## [To do]
Please quote only the lines that start at the one with "Where can you see the toddler" and go on to the last line of the data, both ends kept.

## [Records supplied]
<<<<

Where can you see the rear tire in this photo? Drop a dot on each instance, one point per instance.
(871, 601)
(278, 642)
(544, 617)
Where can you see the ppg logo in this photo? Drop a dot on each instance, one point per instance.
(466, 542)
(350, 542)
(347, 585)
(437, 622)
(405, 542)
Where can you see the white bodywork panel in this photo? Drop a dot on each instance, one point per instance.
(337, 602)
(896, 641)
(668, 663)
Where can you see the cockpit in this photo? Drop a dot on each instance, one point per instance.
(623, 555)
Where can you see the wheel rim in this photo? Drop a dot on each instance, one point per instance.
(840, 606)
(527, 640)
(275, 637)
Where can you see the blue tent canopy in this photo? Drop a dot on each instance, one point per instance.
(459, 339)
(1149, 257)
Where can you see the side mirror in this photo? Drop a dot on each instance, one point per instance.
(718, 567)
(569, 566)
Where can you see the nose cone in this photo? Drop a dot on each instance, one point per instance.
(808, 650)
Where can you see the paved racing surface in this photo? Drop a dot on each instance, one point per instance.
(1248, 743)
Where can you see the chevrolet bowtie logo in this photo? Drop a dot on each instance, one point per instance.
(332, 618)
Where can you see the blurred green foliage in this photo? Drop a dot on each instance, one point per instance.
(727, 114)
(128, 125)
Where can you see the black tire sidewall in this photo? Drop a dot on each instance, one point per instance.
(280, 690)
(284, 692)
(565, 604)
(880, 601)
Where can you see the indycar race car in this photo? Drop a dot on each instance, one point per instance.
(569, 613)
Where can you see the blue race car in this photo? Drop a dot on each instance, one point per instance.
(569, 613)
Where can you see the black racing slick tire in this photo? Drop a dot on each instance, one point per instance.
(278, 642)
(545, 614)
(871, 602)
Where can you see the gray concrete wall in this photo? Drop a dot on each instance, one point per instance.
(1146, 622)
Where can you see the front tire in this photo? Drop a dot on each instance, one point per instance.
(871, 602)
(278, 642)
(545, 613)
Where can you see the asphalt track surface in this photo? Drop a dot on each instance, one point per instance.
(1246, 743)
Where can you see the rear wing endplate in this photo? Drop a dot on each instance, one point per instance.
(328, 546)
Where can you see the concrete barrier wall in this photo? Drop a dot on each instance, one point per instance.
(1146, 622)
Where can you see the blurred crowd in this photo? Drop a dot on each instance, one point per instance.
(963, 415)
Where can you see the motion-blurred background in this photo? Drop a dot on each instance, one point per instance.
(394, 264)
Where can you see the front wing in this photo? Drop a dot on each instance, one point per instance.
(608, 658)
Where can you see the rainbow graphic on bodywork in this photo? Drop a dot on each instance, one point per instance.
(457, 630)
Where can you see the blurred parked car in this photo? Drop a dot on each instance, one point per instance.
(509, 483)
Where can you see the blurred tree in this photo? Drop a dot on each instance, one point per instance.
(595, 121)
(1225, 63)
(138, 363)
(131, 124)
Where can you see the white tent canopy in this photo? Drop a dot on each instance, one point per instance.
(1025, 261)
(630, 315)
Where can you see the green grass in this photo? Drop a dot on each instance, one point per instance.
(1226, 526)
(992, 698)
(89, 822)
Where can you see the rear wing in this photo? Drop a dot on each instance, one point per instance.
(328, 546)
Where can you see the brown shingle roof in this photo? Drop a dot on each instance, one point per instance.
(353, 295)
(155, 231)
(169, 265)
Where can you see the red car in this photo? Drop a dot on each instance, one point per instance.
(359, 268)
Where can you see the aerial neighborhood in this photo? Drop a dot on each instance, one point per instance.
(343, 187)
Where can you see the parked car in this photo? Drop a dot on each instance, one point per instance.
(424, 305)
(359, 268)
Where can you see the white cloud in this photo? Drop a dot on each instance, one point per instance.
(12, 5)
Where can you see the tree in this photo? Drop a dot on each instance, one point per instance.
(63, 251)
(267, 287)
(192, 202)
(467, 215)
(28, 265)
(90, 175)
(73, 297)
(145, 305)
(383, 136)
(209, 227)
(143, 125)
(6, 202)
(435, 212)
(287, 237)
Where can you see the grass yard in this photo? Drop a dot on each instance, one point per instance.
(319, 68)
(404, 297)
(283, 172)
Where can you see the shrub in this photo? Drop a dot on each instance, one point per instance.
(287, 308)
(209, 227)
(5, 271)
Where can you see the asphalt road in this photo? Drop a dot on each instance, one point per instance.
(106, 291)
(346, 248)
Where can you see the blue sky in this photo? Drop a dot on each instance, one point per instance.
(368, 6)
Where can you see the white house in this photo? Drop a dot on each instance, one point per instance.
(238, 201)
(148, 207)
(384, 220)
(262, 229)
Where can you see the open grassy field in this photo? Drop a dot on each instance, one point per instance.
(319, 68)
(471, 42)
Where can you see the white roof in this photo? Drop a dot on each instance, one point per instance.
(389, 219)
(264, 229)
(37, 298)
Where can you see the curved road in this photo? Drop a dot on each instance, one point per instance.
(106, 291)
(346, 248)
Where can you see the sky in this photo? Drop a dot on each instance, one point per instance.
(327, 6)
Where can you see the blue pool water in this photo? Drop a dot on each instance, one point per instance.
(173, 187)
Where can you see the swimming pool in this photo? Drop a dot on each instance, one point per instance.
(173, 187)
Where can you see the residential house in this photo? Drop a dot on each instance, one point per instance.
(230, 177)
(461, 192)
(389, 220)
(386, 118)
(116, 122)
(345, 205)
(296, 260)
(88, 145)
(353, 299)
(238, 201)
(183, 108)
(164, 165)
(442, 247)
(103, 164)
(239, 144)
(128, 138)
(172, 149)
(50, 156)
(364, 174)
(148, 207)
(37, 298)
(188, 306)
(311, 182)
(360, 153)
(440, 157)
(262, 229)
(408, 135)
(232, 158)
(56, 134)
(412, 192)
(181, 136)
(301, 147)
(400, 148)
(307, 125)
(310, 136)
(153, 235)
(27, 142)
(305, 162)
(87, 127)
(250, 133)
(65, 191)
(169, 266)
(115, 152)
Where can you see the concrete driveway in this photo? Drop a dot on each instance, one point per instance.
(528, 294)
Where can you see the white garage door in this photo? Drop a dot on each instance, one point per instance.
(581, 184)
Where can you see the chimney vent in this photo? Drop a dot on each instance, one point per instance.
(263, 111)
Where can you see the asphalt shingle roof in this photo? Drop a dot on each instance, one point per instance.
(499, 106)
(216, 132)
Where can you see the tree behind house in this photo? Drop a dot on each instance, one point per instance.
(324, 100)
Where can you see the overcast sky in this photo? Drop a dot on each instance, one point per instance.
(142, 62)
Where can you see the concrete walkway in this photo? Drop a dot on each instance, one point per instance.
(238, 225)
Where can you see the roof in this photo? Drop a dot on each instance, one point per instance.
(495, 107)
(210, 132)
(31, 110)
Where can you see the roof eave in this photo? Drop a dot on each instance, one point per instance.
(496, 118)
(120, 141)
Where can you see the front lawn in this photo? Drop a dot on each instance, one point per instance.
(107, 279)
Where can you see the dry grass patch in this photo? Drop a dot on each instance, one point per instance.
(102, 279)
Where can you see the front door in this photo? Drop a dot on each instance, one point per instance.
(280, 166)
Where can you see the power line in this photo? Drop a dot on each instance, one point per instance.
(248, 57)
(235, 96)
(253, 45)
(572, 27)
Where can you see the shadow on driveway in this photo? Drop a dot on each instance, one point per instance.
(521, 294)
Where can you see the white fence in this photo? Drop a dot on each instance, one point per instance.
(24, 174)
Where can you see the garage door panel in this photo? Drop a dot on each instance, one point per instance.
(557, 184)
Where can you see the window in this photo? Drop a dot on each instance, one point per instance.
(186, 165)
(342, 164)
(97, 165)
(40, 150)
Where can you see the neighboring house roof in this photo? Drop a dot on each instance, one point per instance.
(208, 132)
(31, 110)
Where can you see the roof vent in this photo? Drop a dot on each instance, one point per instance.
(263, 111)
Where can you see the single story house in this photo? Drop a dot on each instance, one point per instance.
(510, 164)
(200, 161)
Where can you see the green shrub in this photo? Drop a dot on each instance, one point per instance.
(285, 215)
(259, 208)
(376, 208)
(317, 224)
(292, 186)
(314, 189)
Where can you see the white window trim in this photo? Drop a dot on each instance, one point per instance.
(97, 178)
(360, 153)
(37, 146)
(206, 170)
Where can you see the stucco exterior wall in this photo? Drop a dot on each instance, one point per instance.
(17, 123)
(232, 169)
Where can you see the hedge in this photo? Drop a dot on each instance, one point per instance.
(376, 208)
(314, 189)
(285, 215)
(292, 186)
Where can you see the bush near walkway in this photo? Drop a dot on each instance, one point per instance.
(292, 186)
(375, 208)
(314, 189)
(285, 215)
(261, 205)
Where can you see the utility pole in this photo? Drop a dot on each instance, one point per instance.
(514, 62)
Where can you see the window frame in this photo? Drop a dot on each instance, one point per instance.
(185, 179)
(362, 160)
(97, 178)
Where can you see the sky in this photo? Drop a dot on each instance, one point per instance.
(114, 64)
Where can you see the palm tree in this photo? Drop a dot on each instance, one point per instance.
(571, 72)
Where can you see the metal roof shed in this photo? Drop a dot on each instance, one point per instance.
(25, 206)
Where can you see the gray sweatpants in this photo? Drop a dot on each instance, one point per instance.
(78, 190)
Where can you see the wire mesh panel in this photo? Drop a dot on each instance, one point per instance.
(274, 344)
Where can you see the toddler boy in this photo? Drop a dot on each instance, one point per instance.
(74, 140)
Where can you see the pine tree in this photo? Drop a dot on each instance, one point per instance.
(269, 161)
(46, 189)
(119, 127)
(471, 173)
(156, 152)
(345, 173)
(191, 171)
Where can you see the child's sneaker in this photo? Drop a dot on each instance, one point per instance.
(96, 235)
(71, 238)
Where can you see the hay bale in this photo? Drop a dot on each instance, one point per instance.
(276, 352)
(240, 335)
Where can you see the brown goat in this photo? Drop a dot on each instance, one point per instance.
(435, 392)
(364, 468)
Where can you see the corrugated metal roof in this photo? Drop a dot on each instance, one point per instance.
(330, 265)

>>>>

## [Reply to the task]
Where can you see the toddler boy in this photo? Drop a dot on each instance, one point per instance.
(74, 140)
Where can you see the pine tree in this photo? Drop a dot on each instance, one point per instance.
(269, 161)
(46, 189)
(119, 127)
(471, 173)
(156, 152)
(345, 173)
(191, 171)
Where can you see the child's sneaker in this photo? Drop a dot on each instance, one point per instance.
(96, 235)
(71, 238)
Where can you see the hay bale in this photo? Drop a dot on each instance, one point per instance.
(276, 352)
(240, 335)
Where can you see the brown goat in this photo? Drop a dot on each instance, one point per instance.
(435, 392)
(364, 468)
Where can you see the corrugated metal roof in this photo? Drop a dot on each instance, one point per instance.
(330, 265)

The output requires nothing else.